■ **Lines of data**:
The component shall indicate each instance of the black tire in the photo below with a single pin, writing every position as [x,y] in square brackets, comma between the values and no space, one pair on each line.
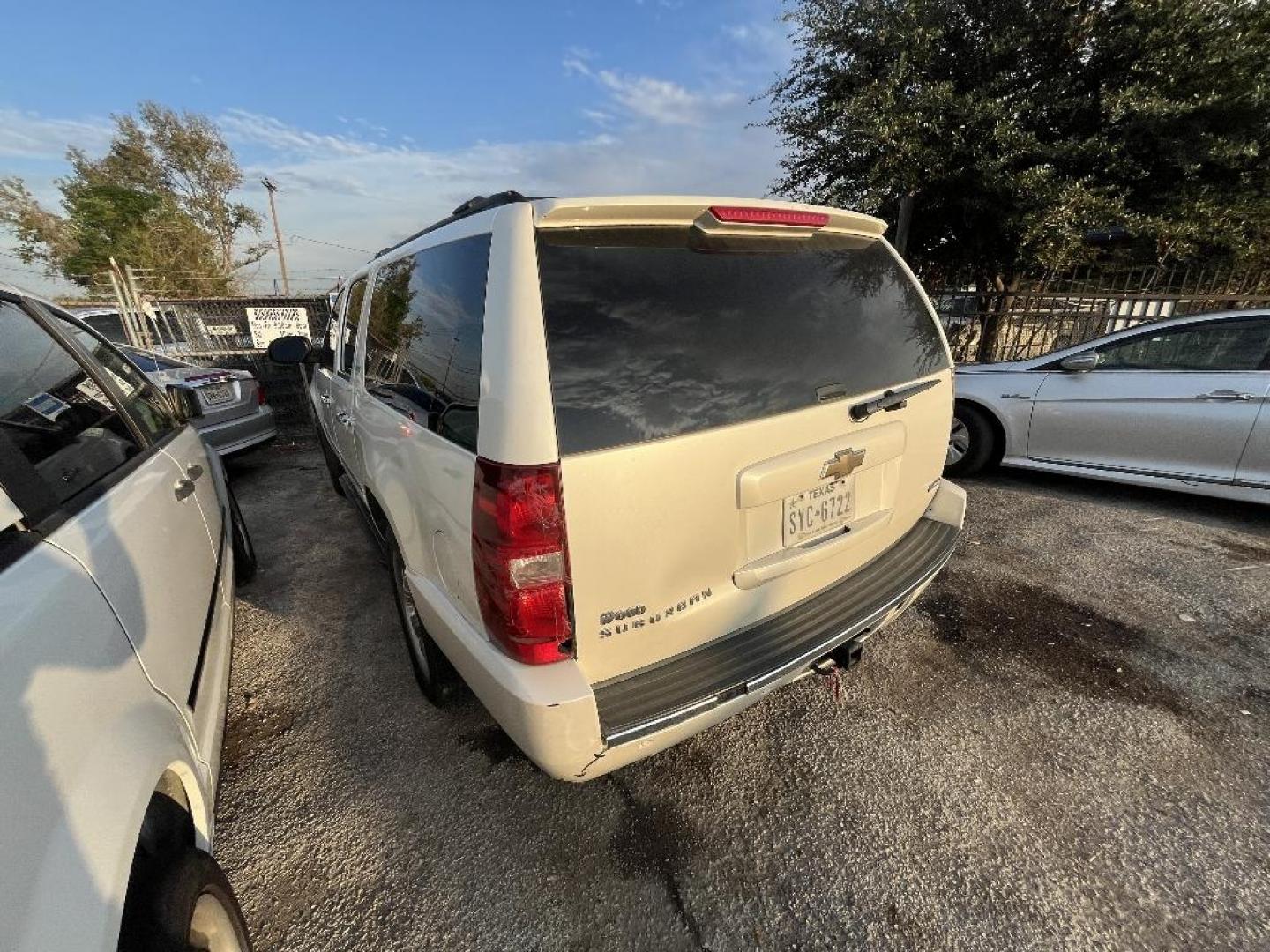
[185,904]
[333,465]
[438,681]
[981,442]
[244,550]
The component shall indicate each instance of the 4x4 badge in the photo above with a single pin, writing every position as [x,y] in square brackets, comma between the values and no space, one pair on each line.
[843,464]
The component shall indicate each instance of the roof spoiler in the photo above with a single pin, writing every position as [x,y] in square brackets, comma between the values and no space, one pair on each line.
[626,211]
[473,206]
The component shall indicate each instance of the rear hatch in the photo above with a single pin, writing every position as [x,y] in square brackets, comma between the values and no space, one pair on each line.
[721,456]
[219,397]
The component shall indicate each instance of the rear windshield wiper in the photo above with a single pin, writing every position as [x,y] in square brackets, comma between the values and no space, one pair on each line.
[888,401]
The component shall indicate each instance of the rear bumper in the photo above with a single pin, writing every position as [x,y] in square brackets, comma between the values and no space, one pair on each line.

■ **Task to carry out**:
Repeat, without changes, every line from the one that contains "The component shall indicate each instance of the 4x4" through the final line of the data.

■ **Solution for this problem**:
The component shall indicate each instance of the 4x4 badge in the photo above with a single pin, writing every position as [x,y] in square brackets, comma between the values and no space, one pair on each line.
[843,464]
The component shall indicate each instance of the roof spoiler in the photo above with a single pin, writing every position as [x,y] in square brackets, comma between the values and no space, one pair on each line.
[626,211]
[473,206]
The component shall indicate each instance of the rear hatch in the photo above with a single pin, writing every position as [x,y] in square brackets, comma between the values and no space, one pair on each line.
[721,456]
[219,397]
The component shall indicate each instance of the rear windshield wiper in the photo above with a single pin, writing every position as [x,y] in square brackets, comma between the values and no space, one pair on each line.
[888,401]
The component shall indicate each instance of the rear bumper in the photo above with a single pin, writing every position as [x,y] in square brackets, comma between the values and no space, one pair on each line.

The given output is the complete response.